*** EXERCISE INPUTS ***
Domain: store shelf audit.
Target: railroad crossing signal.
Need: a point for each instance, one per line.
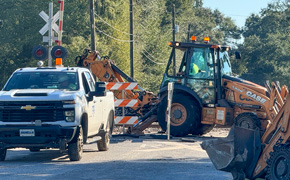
(54, 26)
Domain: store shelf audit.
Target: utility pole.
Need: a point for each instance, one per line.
(131, 40)
(92, 19)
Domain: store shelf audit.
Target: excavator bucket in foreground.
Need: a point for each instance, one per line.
(237, 153)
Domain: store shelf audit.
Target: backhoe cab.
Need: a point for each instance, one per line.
(198, 86)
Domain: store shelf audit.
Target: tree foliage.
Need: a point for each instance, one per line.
(267, 44)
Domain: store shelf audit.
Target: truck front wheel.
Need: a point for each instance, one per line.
(103, 144)
(185, 115)
(75, 148)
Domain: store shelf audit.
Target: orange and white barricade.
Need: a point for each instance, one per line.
(124, 120)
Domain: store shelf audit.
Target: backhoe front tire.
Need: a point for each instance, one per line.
(247, 120)
(278, 165)
(75, 148)
(185, 115)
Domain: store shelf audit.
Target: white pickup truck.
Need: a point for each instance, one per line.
(52, 107)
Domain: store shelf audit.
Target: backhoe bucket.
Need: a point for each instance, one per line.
(237, 153)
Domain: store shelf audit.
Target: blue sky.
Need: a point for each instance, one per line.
(238, 10)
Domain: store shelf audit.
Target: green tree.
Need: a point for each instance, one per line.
(267, 44)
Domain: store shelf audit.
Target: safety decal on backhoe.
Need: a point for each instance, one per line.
(255, 97)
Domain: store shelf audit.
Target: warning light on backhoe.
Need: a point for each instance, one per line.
(58, 61)
(193, 38)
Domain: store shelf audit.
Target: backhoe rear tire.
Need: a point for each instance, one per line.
(278, 165)
(247, 120)
(185, 115)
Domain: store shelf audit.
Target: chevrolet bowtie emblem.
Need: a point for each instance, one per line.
*** End of EXERCISE INPUTS ***
WHAT YOU NEED TO DO: Across the records, how many lines contain "tree"? Only the number should be given.

TASK OUTPUT: 2